=== Short exercise ===
Print unchanged every line from the one containing "Find the **radio" through the end of the items, both ends included.
* start Records shown *
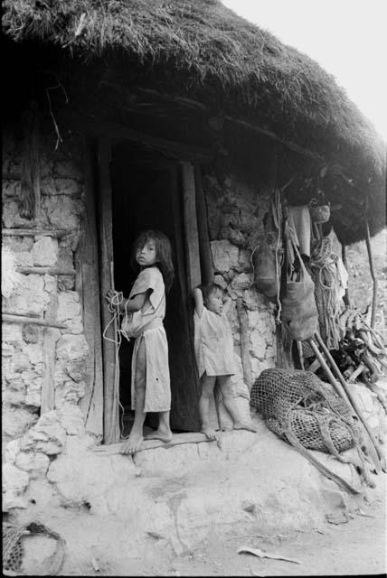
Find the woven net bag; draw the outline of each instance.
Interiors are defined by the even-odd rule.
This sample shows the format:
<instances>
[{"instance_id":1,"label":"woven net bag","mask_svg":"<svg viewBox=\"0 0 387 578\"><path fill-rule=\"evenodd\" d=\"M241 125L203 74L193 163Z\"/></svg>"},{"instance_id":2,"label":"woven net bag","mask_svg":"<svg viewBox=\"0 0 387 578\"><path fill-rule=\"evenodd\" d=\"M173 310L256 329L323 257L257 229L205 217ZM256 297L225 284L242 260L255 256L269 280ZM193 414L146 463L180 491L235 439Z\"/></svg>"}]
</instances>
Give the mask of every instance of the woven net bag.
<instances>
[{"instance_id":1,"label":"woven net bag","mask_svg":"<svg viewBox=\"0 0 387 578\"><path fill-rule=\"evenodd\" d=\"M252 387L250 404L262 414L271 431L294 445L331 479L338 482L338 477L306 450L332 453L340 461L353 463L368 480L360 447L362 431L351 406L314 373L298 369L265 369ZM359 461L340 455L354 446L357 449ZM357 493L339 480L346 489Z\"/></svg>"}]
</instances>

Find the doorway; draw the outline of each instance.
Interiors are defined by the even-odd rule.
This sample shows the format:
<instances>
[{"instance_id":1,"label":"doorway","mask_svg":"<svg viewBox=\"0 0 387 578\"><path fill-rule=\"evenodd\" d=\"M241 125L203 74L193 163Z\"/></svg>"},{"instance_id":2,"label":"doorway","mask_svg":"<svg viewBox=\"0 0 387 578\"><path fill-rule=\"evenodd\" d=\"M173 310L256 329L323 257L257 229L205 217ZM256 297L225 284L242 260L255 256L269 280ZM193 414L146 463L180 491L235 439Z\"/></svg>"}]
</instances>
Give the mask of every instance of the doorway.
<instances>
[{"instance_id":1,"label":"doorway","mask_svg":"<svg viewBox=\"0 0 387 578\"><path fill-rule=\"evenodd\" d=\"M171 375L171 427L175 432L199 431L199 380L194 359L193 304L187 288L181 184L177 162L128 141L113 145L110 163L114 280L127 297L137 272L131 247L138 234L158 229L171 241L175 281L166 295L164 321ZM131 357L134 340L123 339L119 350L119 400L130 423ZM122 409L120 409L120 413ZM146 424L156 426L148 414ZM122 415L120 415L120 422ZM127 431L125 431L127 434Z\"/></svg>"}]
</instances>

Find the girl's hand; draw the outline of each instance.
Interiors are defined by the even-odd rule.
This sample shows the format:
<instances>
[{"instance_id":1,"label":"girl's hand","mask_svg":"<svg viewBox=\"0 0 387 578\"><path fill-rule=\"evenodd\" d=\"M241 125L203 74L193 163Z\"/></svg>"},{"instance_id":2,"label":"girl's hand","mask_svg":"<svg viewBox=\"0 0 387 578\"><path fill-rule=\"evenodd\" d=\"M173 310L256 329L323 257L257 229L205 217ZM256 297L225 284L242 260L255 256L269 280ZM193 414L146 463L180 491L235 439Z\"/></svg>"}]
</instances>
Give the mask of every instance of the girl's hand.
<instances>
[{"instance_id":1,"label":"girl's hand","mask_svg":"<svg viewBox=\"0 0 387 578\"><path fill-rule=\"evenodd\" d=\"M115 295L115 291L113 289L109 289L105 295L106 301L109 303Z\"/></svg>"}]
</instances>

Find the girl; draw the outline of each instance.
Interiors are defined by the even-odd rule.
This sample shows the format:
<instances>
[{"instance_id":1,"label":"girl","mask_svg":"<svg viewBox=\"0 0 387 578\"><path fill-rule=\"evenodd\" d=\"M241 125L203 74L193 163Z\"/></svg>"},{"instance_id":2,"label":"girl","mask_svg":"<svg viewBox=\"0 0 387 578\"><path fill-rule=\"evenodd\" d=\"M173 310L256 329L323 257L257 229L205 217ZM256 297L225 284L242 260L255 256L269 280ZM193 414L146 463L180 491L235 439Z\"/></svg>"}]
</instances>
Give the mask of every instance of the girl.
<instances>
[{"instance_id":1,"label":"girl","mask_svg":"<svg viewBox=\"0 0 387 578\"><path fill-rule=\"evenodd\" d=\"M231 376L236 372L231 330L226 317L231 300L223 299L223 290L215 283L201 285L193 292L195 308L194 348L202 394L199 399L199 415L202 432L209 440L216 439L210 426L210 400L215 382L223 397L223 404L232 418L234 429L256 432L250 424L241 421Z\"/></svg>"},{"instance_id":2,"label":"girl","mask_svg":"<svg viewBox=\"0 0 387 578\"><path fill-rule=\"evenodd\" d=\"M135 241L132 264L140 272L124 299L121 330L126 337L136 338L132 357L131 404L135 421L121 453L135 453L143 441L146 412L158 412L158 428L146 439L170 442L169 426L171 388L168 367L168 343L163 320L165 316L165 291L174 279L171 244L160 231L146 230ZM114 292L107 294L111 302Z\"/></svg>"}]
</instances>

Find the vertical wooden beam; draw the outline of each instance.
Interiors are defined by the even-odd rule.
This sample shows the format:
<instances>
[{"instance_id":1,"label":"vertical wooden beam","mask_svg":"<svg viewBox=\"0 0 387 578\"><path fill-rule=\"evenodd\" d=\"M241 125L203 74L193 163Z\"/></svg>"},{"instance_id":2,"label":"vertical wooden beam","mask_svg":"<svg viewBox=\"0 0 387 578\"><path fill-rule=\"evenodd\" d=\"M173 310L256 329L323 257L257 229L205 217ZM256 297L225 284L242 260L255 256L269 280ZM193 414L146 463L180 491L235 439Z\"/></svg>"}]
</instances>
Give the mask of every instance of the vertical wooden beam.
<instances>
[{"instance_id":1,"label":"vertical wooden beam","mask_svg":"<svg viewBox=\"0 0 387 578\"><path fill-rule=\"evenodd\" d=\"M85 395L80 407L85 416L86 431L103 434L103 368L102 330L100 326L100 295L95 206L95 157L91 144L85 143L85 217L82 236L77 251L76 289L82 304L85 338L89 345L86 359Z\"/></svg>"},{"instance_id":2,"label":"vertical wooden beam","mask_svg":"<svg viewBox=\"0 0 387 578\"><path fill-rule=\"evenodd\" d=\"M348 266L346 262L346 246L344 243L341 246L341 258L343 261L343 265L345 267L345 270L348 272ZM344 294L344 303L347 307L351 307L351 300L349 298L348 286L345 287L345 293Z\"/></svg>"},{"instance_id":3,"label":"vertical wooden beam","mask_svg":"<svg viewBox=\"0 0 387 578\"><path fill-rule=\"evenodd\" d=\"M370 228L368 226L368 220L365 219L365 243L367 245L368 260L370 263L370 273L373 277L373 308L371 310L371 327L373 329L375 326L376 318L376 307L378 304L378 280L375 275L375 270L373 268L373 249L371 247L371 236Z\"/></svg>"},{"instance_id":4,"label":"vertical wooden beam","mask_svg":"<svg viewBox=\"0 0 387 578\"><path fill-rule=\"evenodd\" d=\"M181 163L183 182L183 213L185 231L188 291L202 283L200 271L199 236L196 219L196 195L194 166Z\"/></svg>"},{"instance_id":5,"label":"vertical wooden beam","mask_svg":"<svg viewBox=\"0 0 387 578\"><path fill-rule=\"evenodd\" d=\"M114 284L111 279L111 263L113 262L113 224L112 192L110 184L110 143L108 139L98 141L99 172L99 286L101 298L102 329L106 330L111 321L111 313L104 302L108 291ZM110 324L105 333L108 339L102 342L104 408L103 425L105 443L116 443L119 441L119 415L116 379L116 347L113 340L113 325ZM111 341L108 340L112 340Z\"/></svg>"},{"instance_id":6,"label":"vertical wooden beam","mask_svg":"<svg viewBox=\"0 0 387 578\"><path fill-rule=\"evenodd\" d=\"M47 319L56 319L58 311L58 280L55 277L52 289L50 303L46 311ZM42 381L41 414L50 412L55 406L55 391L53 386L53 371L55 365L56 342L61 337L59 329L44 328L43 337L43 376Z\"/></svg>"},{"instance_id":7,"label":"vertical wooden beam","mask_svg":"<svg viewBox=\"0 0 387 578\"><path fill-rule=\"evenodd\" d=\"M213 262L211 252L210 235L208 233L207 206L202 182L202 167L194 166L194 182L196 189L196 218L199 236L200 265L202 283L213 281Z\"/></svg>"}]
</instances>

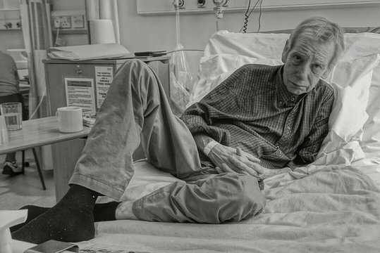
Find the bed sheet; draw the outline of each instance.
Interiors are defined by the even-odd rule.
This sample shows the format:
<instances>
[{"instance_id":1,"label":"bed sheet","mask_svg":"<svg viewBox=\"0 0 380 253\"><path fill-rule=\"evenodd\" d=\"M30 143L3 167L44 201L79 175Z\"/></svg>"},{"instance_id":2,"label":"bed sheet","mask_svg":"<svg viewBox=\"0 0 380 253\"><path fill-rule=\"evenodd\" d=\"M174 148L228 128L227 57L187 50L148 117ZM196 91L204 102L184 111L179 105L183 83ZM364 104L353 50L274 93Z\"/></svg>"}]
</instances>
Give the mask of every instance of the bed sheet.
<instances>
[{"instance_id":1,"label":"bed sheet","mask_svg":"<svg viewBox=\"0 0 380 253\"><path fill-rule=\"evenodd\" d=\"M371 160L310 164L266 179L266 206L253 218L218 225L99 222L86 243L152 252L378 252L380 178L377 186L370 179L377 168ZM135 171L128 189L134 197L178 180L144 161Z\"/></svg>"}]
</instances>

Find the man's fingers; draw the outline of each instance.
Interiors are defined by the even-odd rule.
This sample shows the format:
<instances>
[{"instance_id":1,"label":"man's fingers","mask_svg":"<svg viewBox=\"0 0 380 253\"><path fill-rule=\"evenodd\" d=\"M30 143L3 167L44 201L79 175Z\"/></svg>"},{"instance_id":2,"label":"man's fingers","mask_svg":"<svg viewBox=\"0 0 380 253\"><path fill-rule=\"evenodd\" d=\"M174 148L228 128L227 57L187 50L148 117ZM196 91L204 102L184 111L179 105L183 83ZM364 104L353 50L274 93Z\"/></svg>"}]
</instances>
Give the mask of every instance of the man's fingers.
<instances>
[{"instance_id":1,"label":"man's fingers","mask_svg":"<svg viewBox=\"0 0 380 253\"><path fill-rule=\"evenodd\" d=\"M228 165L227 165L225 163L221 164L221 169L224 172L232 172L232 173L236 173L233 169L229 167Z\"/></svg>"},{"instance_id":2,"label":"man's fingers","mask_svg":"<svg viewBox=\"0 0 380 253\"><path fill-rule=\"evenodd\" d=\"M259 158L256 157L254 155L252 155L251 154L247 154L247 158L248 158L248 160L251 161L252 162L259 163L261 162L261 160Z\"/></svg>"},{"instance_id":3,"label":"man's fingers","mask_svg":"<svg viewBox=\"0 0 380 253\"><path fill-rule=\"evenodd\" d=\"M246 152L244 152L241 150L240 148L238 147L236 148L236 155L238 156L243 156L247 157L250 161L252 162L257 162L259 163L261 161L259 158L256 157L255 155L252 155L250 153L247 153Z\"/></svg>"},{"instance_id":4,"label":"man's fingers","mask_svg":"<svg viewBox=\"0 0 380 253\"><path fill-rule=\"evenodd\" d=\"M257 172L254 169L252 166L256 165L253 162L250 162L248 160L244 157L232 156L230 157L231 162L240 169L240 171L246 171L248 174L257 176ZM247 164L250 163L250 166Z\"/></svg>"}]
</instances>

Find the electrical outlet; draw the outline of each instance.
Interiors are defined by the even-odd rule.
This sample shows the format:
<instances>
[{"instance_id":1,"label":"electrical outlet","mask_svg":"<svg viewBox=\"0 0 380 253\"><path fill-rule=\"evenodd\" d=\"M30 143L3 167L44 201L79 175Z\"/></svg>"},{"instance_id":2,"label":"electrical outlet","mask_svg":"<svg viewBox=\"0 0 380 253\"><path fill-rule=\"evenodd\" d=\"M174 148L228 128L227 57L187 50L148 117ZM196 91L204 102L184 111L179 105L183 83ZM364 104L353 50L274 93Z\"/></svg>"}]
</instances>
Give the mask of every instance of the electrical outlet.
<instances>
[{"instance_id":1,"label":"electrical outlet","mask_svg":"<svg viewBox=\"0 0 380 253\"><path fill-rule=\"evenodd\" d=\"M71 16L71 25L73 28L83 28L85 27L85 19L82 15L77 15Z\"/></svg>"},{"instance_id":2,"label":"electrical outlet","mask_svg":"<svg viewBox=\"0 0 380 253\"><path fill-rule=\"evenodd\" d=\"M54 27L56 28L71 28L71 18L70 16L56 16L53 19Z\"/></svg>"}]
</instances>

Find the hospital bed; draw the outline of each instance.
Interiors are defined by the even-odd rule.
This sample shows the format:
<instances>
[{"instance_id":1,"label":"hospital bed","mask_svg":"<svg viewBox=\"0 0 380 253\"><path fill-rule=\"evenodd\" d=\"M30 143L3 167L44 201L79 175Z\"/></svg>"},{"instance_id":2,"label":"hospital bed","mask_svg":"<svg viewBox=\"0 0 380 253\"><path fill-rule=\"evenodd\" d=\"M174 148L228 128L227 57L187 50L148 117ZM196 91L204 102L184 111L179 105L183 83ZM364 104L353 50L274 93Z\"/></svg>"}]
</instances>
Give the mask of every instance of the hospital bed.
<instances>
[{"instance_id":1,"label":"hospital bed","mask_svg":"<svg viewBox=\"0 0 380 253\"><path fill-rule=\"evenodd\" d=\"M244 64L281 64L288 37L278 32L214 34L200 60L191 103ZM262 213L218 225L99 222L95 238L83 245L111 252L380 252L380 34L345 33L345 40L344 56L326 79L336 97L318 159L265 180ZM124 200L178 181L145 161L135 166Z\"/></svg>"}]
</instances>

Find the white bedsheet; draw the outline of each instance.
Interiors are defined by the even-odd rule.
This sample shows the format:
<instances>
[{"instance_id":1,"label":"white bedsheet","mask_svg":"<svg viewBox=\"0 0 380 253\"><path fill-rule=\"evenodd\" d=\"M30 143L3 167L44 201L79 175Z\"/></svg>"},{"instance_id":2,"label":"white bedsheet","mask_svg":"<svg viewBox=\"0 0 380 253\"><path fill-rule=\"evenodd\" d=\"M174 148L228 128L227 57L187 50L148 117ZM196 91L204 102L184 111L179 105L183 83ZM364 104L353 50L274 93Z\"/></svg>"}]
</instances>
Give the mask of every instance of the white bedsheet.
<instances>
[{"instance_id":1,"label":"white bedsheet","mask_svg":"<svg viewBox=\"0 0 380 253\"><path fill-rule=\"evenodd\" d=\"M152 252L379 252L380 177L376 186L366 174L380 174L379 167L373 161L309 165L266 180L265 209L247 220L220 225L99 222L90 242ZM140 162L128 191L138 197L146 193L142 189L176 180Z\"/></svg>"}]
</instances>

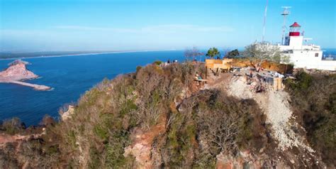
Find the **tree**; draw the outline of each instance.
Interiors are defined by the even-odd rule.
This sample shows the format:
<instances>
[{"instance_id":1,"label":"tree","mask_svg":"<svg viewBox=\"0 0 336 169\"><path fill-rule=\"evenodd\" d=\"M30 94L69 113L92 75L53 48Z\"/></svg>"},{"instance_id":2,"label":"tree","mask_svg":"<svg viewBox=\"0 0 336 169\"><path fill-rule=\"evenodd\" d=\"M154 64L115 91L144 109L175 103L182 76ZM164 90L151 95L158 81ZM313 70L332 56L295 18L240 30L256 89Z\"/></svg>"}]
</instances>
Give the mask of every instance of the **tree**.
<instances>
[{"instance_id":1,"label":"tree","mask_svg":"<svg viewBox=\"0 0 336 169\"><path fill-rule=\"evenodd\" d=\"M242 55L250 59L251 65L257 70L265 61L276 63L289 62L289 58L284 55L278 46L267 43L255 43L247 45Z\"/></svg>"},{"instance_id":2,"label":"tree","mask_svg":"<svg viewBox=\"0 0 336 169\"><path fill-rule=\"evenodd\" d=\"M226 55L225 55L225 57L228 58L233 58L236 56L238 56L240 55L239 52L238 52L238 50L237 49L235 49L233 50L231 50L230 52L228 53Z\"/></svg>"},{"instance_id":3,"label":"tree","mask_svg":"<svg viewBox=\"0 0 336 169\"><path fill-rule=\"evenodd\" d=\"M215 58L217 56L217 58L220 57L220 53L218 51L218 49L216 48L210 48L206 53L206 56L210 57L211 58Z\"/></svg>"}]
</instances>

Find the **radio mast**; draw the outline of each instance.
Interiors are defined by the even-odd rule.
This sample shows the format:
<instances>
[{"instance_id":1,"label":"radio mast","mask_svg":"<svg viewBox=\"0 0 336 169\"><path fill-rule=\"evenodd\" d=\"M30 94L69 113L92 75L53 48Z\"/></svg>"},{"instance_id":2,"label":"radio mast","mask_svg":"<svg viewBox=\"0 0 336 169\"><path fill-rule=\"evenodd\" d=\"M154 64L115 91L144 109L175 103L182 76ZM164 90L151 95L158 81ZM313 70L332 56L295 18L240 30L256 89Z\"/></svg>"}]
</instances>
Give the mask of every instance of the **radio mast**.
* end Records shown *
=== Written response ===
Find the **radio mast**; draw the outline of each instance.
Interiors are defined by the even-odd rule.
This sample shows the format:
<instances>
[{"instance_id":1,"label":"radio mast","mask_svg":"<svg viewBox=\"0 0 336 169\"><path fill-rule=\"evenodd\" d=\"M30 94L69 113L92 75L53 48Z\"/></svg>"},{"instance_id":2,"label":"radio mast","mask_svg":"<svg viewBox=\"0 0 336 169\"><path fill-rule=\"evenodd\" d=\"M154 64L115 91L144 109L175 103L182 76ZM164 90L151 95L158 81ZM313 70L332 56L295 18L240 30L256 89Z\"/></svg>"}]
</instances>
Give the mask of every instance of the **radio mast**.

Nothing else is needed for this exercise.